(Daten zur Positionsannotation)
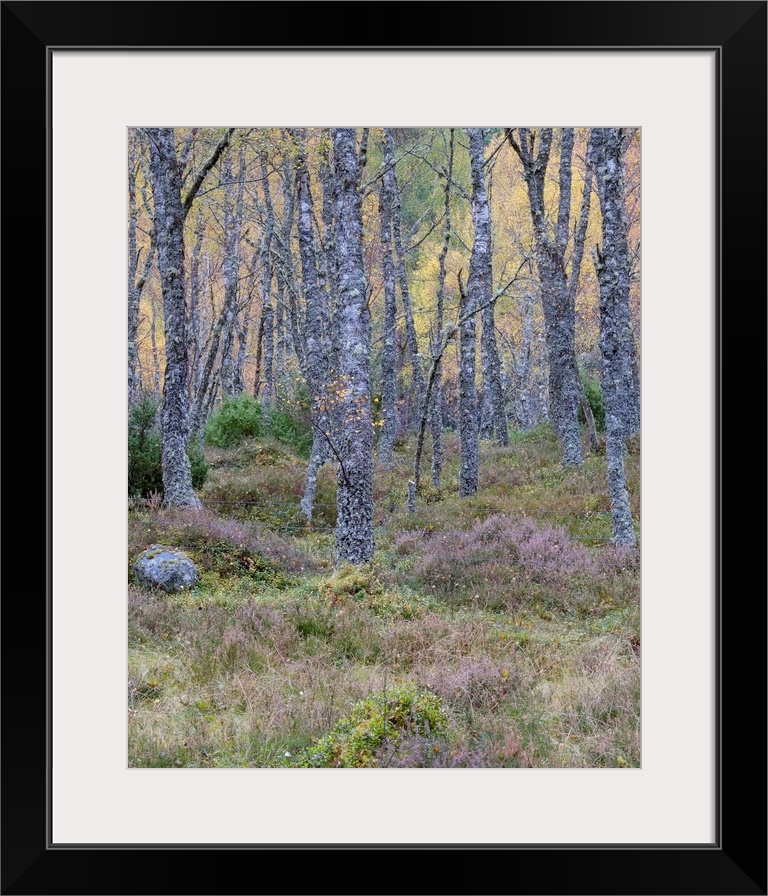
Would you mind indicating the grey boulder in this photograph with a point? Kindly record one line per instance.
(162, 567)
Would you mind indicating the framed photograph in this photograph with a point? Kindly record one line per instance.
(691, 77)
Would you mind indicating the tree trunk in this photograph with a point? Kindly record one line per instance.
(564, 383)
(388, 382)
(468, 422)
(193, 325)
(315, 327)
(354, 527)
(480, 288)
(612, 266)
(402, 278)
(436, 408)
(231, 267)
(169, 227)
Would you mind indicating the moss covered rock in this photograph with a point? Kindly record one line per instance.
(165, 568)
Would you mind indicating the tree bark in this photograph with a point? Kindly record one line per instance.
(468, 422)
(388, 382)
(564, 382)
(612, 266)
(136, 281)
(193, 326)
(493, 419)
(315, 327)
(354, 527)
(436, 408)
(402, 278)
(231, 269)
(169, 226)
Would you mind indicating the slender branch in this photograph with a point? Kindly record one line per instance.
(208, 164)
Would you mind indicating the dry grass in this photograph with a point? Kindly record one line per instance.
(508, 606)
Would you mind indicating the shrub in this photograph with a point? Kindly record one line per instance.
(357, 740)
(288, 423)
(145, 453)
(233, 421)
(594, 395)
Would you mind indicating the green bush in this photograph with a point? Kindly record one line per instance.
(594, 395)
(235, 420)
(355, 739)
(145, 452)
(289, 424)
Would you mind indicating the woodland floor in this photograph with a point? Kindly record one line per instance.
(500, 630)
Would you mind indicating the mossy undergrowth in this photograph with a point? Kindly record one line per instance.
(500, 630)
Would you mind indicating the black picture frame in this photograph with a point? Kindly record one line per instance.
(736, 862)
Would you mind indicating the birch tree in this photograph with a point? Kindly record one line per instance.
(480, 286)
(612, 267)
(533, 150)
(354, 527)
(388, 382)
(315, 327)
(170, 213)
(436, 399)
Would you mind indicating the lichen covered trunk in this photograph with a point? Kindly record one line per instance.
(169, 228)
(354, 528)
(388, 382)
(612, 266)
(559, 316)
(480, 287)
(419, 383)
(468, 422)
(315, 325)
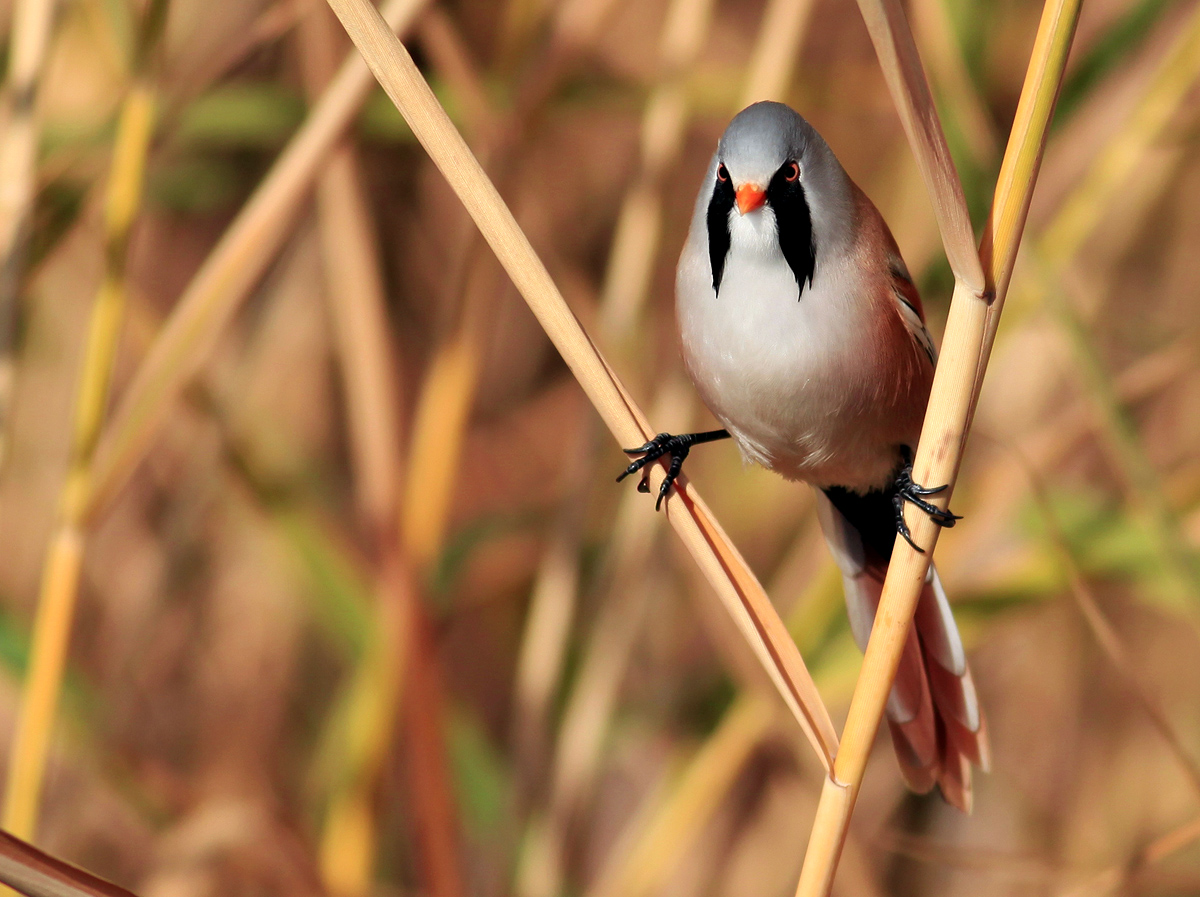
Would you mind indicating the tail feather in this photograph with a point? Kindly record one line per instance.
(934, 715)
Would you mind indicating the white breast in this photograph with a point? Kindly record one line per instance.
(790, 378)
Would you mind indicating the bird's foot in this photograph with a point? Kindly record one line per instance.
(677, 446)
(915, 493)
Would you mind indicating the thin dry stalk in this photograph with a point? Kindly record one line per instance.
(228, 274)
(1086, 205)
(29, 871)
(720, 561)
(357, 301)
(60, 575)
(30, 35)
(357, 305)
(954, 392)
(942, 50)
(635, 242)
(1115, 879)
(623, 293)
(628, 590)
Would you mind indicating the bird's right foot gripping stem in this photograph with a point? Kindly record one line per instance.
(677, 446)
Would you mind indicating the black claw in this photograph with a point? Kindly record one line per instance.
(672, 473)
(666, 444)
(913, 493)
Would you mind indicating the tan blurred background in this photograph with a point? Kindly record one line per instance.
(371, 616)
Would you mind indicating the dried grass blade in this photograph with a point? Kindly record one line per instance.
(742, 595)
(358, 307)
(910, 91)
(60, 573)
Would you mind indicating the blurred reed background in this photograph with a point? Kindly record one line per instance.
(343, 598)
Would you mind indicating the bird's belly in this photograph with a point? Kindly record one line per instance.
(789, 377)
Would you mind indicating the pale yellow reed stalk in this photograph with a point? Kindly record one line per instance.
(60, 575)
(635, 250)
(955, 387)
(720, 561)
(229, 272)
(30, 872)
(623, 295)
(357, 303)
(1115, 879)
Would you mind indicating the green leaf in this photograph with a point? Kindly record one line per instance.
(249, 116)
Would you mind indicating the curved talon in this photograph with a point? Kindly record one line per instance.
(913, 493)
(677, 446)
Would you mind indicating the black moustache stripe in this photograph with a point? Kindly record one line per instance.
(795, 224)
(792, 220)
(719, 209)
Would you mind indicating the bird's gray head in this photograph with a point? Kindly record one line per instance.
(772, 162)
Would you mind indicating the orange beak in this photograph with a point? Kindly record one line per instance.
(750, 197)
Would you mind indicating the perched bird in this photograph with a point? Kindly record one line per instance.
(804, 335)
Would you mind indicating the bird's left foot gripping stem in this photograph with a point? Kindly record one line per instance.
(915, 493)
(666, 444)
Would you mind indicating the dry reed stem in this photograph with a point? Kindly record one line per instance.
(635, 242)
(60, 575)
(943, 52)
(29, 871)
(228, 274)
(358, 306)
(651, 841)
(720, 561)
(631, 259)
(910, 91)
(954, 392)
(31, 20)
(780, 35)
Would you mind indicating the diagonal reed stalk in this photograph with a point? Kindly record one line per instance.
(100, 462)
(60, 573)
(30, 872)
(724, 567)
(357, 303)
(635, 244)
(1107, 636)
(30, 35)
(955, 385)
(227, 276)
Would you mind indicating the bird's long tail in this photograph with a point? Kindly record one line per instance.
(937, 727)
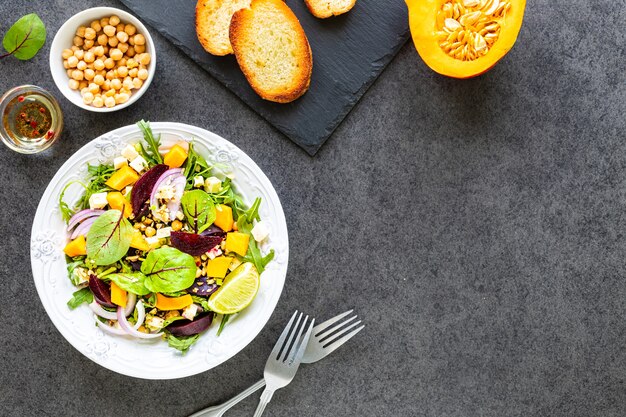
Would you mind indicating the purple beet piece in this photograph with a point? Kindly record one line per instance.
(201, 288)
(194, 244)
(143, 188)
(101, 291)
(189, 328)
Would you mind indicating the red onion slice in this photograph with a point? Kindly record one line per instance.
(82, 215)
(83, 228)
(126, 326)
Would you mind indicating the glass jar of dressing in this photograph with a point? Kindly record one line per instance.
(31, 119)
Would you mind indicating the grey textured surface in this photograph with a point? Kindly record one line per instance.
(477, 226)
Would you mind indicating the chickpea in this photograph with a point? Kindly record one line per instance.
(77, 75)
(95, 25)
(72, 61)
(116, 54)
(97, 101)
(88, 98)
(122, 71)
(116, 83)
(142, 74)
(139, 39)
(89, 74)
(109, 30)
(93, 88)
(89, 57)
(90, 33)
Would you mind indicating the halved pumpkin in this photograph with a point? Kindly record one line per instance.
(464, 38)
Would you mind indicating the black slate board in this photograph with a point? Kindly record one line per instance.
(349, 52)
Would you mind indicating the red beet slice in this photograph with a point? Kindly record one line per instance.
(194, 244)
(189, 328)
(101, 291)
(143, 187)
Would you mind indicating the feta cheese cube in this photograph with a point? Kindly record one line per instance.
(198, 181)
(164, 232)
(129, 152)
(212, 185)
(138, 164)
(119, 162)
(190, 311)
(98, 201)
(260, 231)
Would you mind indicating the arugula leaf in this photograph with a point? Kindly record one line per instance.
(84, 295)
(151, 155)
(198, 206)
(25, 38)
(168, 270)
(182, 343)
(132, 282)
(225, 318)
(109, 238)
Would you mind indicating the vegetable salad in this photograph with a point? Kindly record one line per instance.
(159, 245)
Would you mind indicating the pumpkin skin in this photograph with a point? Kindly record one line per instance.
(423, 24)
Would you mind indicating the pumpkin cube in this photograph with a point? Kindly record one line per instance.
(176, 157)
(224, 217)
(122, 177)
(76, 247)
(118, 295)
(118, 202)
(237, 242)
(217, 268)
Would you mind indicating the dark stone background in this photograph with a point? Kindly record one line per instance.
(476, 226)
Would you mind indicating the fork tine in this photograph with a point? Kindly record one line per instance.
(323, 326)
(334, 345)
(328, 339)
(334, 328)
(285, 349)
(279, 344)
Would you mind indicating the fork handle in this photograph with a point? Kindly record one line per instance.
(265, 399)
(219, 410)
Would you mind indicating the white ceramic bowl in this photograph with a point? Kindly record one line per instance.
(64, 39)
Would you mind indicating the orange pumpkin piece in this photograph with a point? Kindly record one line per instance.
(122, 177)
(176, 156)
(118, 296)
(173, 303)
(76, 247)
(224, 217)
(464, 38)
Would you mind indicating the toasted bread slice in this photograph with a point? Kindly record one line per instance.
(212, 23)
(272, 50)
(329, 8)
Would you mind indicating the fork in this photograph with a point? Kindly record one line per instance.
(322, 343)
(285, 359)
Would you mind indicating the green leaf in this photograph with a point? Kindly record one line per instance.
(130, 281)
(199, 209)
(84, 295)
(182, 343)
(25, 38)
(151, 154)
(109, 238)
(168, 270)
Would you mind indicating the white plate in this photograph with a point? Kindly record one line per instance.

**Aufgabenstellung:** Schreibe den Abschnitt der Daten neu, der mit der Zeile beginnt, die "Would you mind indicating the fork handle" enthält, und bis zum Ende der Daten reicht. Ersetze dabei "toasted bread slice" durch "slice of toast" und lasse alles Übrige unverändert.

**Erledigte Aufgabe:**
Would you mind indicating the fork handle in this photograph with a point? Kindly record one line per instance.
(265, 399)
(219, 410)
Would you mind indicating the white ceramic bowl in this photograph with a point? Kindly record one line per instance.
(64, 39)
Would you mind indicating the orange pumpkin piece in this photograph with a point? Kindly record one line per instance.
(122, 177)
(176, 156)
(118, 296)
(173, 303)
(76, 247)
(224, 217)
(464, 38)
Would you mind indicating the slice of toast in this photograph with a point? Kindly record one line per instance.
(212, 23)
(272, 50)
(329, 8)
Would you mind indicating the fork in this photograph with a point? Kindly record one line per instance.
(322, 343)
(285, 359)
Would you mind indicating the green leaf in this photograph with a point? Kindly record one line per instance.
(130, 281)
(199, 209)
(84, 295)
(182, 343)
(25, 38)
(151, 154)
(109, 238)
(168, 270)
Would you mind indicating the white plate in this photograph with a point? Kindly record one line per instance.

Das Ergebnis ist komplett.